- [READING PASSAGE]:

I've had problems like this happen to me on 3par too. What kernel version
are you using? It almost always happened when the SAN got a RSCN (using
when another server was rebooted) I found that, at least in kernel 2.6.11.7,
that if I changed the line
bio->bi_rw != (1 << BIO_RW_FAILFAST); to
bio->bi_rw != (0 << BIO_RW_FAILFAST);
in drivers/md/dm_mpath.c
the problem went away. Now, in the newest kernels, after there was a big
change to the qla drivers (2.6.12-rc? and beyond, I believe) I did not need
to do the above change, but I now get aborts sometimes (these aborts
apparently come from the qlogic card). The aborts recover, but I have been
unable to determine why I am getting them.
Andy
We're running 2.6.9-11.ELsmp, off of redhat ES 4.1. I don't exactly have
the entire list of redhat patches on hand, so I can't say for sure. Nor
can I actually modify our kernel without losing support to the box. If
this is fixed with a kernel upgrade, we can open a support ticket from
redhat and scream/yell until they apply the patch.
However, I'd like to know what the exact issue is. I'm not exactly great
on eliciting issues with the linux kernel right now. How were you
monitoring what events the SAN was sending up through the card? I could
use this to at least verify what is happening if/when we lose another
mount. None of our servers were being rebooted when this happened though.
-Alan

- [EXERCISE 1]: Replace "kitchen island" with "breakfast bar" in the records, starting at the line that has "on the granite" and stopping after the last line of the records. Give those lines again with nothing else changed.

- [INPUT FOR THIS TASK]:
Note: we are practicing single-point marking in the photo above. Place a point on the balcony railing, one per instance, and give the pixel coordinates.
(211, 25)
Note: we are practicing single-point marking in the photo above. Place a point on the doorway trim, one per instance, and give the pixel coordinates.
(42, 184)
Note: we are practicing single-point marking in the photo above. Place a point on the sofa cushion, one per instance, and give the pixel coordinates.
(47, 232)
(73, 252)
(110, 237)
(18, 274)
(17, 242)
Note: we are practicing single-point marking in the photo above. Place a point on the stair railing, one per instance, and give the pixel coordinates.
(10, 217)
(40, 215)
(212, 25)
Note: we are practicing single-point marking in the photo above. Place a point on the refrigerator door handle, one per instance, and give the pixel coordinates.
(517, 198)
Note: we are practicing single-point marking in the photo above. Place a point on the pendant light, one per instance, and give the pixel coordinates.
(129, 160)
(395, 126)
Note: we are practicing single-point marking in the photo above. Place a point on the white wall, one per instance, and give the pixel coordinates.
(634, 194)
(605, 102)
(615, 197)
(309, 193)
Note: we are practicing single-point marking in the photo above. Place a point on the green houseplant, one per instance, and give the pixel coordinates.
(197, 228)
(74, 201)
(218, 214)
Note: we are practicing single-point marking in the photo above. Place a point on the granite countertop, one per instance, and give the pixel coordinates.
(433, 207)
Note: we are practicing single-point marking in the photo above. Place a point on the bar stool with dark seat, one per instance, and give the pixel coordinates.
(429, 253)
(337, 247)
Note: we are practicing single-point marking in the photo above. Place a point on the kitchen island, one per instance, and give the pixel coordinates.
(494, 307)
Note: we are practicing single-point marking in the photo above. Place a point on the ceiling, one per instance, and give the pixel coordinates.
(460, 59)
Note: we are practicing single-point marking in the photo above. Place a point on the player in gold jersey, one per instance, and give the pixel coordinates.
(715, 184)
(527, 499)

- [EXERCISE 2]: Quote the whole forum thread about SAN mount problems and the Linux kernel, word for word.

- [EXERCISE RESPONSE 1]:
Note: we are practicing single-point marking in the photo above. Place a point on the granite countertop, one per instance, and give the pixel coordinates.
(433, 207)
Note: we are practicing single-point marking in the photo above. Place a point on the bar stool with dark seat, one per instance, and give the pixel coordinates.
(429, 253)
(337, 247)
Note: we are practicing single-point marking in the photo above. Place a point on the breakfast bar, one per instance, and give the pixel coordinates.
(494, 307)
Note: we are practicing single-point marking in the photo above. Place a point on the ceiling, one per instance, and give the pixel coordinates.
(460, 59)
Note: we are practicing single-point marking in the photo above. Place a point on the player in gold jersey, one per instance, and give the pixel coordinates.
(715, 184)
(527, 499)

- [EXERCISE RESPONSE 2]:
I've had problems like this happen to me on 3par too. What kernel version
are you using? It almost always happened when the SAN got a RSCN (using
when another server was rebooted) I found that, at least in kernel 2.6.11.7,
that if I changed the line
bio->bi_rw != (1 << BIO_RW_FAILFAST); to
bio->bi_rw != (0 << BIO_RW_FAILFAST);
in drivers/md/dm_mpath.c
the problem went away. Now, in the newest kernels, after there was a big
change to the qla drivers (2.6.12-rc? and beyond, I believe) I did not need
to do the above change, but I now get aborts sometimes (these aborts
apparently come from the qlogic card). The aborts recover, but I have been
unable to determine why I am getting them.
Andy
We're running 2.6.9-11.ELsmp, off of redhat ES 4.1. I don't exactly have
the entire list of redhat patches on hand, so I can't say for sure. Nor
can I actually modify our kernel without losing support to the box. If
this is fixed with a kernel upgrade, we can open a support ticket from
redhat and scream/yell until they apply the patch.
However, I'd like to know what the exact issue is. I'm not exactly great
on eliciting issues with the linux kernel right now. How were you
monitoring what events the SAN was sending up through the card? I could
use this to at least verify what is happening if/when we lose another
mount. None of our servers were being rebooted when this happened though.
-Alan